■ MATERIAL TO PROCESS ■
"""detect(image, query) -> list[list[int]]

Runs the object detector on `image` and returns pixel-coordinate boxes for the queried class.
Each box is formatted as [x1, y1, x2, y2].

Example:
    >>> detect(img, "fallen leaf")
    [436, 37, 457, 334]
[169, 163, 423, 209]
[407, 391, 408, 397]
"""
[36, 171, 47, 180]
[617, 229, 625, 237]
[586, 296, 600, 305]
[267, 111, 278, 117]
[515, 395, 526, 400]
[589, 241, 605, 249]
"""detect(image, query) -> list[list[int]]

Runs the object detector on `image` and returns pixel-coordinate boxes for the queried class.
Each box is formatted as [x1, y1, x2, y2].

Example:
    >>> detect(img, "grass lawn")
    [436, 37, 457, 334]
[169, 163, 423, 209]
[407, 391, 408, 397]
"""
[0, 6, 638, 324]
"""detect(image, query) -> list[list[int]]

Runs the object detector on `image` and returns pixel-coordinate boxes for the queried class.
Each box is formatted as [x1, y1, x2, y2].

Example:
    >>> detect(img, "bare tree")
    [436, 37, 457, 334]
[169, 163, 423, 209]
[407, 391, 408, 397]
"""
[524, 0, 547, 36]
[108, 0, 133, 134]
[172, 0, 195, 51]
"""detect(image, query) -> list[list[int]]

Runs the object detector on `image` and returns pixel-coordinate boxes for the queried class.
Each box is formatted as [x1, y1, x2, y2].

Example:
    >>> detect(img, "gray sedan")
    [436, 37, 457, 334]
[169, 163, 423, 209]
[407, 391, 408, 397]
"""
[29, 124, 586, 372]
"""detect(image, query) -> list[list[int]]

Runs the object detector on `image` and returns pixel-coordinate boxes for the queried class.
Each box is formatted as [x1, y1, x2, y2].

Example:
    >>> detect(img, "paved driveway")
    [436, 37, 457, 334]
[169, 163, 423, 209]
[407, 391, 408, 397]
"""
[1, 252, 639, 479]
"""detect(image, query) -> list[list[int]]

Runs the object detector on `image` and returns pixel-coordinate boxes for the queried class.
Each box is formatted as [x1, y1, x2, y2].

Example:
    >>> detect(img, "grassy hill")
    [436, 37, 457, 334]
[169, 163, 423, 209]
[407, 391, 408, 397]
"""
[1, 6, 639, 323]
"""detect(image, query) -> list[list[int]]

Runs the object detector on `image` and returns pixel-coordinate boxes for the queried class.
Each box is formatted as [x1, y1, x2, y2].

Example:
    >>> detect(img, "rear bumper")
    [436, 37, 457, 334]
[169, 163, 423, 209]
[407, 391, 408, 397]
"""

■ WHAT THIS TASK INVOLVES ■
Everything in the listing should be written out again exactly.

■ REPLY TO THE EXERCISE ■
"""detect(image, query) -> list[list[int]]

Runs the object detector on `image` and returns pixel-coordinate boxes for the queried class.
Each box is formatted as [x1, y1, x2, y2].

Example:
    >>> detect(img, "fallen leaf")
    [436, 37, 457, 334]
[169, 163, 423, 209]
[407, 391, 408, 397]
"""
[36, 171, 47, 180]
[617, 229, 625, 237]
[586, 296, 600, 305]
[267, 111, 278, 117]
[515, 395, 526, 400]
[589, 241, 605, 249]
"""detect(image, query) -> list[list[int]]

Runs the object detector on `image` and returns pixel-coordinate boxes for the queried class.
Each box is formatted as [x1, y1, x2, y2].

Example:
    >>> detect(img, "grass lawn")
    [436, 37, 457, 334]
[169, 163, 423, 209]
[407, 391, 408, 397]
"""
[0, 6, 638, 324]
"""detect(image, query) -> list[list[int]]

Runs the object detector on `image` and returns pixel-coordinate boxes for the queried class.
Each box is formatted as [x1, y1, x2, y2].

Example:
    >>> detect(img, "bare tree")
    [436, 37, 457, 334]
[169, 163, 423, 209]
[407, 391, 408, 397]
"""
[524, 0, 547, 36]
[108, 0, 133, 134]
[172, 0, 195, 51]
"""detect(image, query) -> list[list[int]]

Runs the object detector on `image` and returns pixel-coordinate boxes for the queried class.
Each box is formatted as [x1, y1, x2, y2].

Example:
    >>> detect(img, "gray sedan")
    [436, 37, 457, 334]
[169, 163, 423, 209]
[407, 391, 408, 397]
"""
[29, 124, 586, 372]
"""detect(image, query) -> list[list[int]]

Runs the object detector on `image` and returns pixel-coordinate boxes for the queried class.
Each box is formatted as [x1, y1, x2, y2].

Example:
    >>> detect(img, "paved driveway")
    [436, 37, 457, 334]
[169, 163, 423, 209]
[407, 391, 408, 397]
"""
[1, 252, 639, 479]
"""detect(image, query) -> list[list[int]]

Runs the object detector on `image` and returns pixel-coordinate boxes for the queried class.
Each box is formatted as [x1, y1, x2, y2].

Example:
    >>> detect(img, "grassy hill")
    [436, 37, 457, 334]
[169, 163, 423, 209]
[407, 391, 408, 397]
"""
[1, 6, 639, 323]
"""detect(image, query) -> list[list[int]]

Runs the object detector on `image` and returns pixel-coordinate boxes for the queried class.
Each box is formatted as [x1, y1, x2, y2].

Example:
    >>> detect(img, "rear bumper")
    [436, 37, 457, 334]
[169, 163, 423, 209]
[407, 391, 408, 397]
"""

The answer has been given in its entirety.